(Beginning of Extracted data)

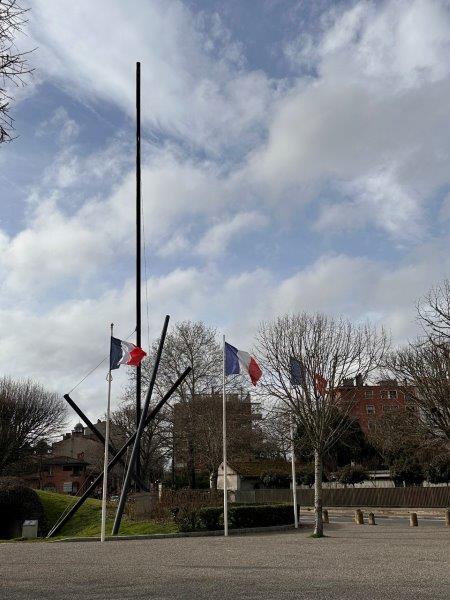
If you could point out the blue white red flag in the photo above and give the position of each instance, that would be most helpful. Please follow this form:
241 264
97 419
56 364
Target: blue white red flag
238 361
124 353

(End of Extracted data)

## [Work item]
Your task is an exact printout of the records above, with no pictures.

## [Result]
If you could point out the blue white red flag in the photo above and give the position of each instance, that would be most helpful. Please follow this form:
241 264
97 419
56 364
Target: blue white red flag
238 361
124 353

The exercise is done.